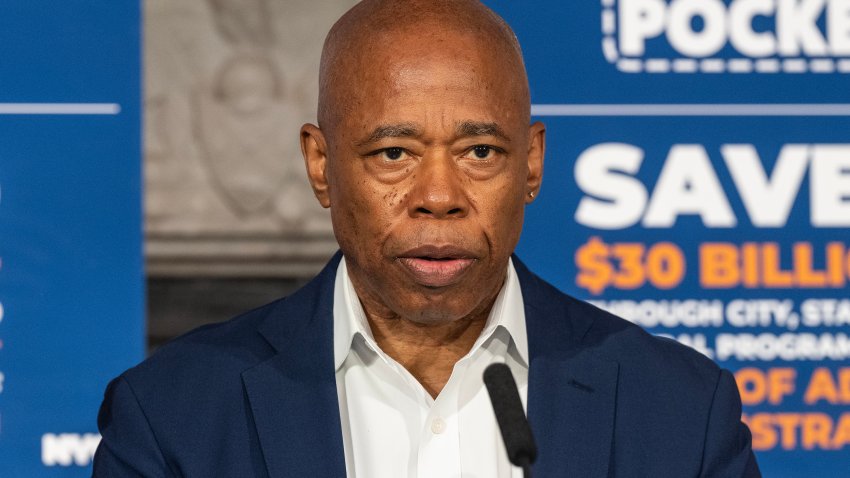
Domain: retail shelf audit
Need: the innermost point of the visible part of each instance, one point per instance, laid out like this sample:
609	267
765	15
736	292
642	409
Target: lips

--------

** Stated goal **
Are you able to set down all the lines above exactly, without any pictures?

** Answer to the problem **
Domain: retail shelf audit
Need: the innermost point of the visible part of each instance, one point per instance, laid out like this sample:
609	267
765	15
736	292
642	409
Target: lips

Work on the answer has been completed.